* start Data entries *

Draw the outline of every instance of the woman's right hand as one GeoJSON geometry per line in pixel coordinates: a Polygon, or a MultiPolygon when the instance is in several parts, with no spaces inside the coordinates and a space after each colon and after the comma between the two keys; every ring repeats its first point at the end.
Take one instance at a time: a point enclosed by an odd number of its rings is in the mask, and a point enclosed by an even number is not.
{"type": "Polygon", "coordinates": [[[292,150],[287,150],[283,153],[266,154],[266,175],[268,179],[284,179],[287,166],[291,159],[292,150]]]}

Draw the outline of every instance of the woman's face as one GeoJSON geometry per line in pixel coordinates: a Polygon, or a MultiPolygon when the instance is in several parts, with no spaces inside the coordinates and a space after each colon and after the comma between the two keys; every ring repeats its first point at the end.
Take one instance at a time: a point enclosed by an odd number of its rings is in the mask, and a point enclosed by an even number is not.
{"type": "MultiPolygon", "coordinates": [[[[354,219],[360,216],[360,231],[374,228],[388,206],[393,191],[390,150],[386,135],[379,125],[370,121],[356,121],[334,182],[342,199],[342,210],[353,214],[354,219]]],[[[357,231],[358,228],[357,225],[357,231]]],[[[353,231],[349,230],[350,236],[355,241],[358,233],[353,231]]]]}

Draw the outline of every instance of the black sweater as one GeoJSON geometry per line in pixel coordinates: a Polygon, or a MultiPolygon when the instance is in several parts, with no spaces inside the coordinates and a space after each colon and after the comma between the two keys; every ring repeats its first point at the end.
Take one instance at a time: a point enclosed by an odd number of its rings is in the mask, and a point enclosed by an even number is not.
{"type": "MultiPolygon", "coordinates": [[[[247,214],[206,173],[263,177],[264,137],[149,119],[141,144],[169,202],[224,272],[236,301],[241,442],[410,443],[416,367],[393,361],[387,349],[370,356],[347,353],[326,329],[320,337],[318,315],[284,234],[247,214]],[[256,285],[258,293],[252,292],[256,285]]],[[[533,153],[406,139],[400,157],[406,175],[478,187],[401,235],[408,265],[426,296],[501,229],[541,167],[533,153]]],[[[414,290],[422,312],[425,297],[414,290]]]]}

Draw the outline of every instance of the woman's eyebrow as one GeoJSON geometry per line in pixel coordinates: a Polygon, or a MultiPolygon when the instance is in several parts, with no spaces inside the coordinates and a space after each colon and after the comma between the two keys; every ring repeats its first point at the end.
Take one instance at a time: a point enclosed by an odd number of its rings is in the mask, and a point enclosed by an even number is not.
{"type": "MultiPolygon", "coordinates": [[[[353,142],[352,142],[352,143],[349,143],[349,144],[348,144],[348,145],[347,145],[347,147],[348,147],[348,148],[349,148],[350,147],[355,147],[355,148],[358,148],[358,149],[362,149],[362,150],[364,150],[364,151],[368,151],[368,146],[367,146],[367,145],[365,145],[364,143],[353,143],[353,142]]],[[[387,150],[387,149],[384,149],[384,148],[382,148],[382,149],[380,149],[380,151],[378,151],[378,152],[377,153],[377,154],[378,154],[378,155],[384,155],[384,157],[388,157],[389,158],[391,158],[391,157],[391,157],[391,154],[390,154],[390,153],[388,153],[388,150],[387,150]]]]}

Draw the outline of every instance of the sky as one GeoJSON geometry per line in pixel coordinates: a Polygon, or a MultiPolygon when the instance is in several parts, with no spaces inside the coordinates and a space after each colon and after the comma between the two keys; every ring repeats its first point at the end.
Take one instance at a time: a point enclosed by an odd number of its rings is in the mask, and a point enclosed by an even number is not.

* end Data entries *

### Directions
Filter the entries above, copying each line that contains the word "sweater" and leaving out every other line.

### Answer to the exercise
Draw the outline of every instance of the black sweater as one GeoJSON geometry per line in pixel coordinates: a Polygon, or a MultiPolygon when the instance is in several parts, with no spaces inside the coordinates and a space after each colon and after the comma between the two keys; every ring repeats its first point at the end.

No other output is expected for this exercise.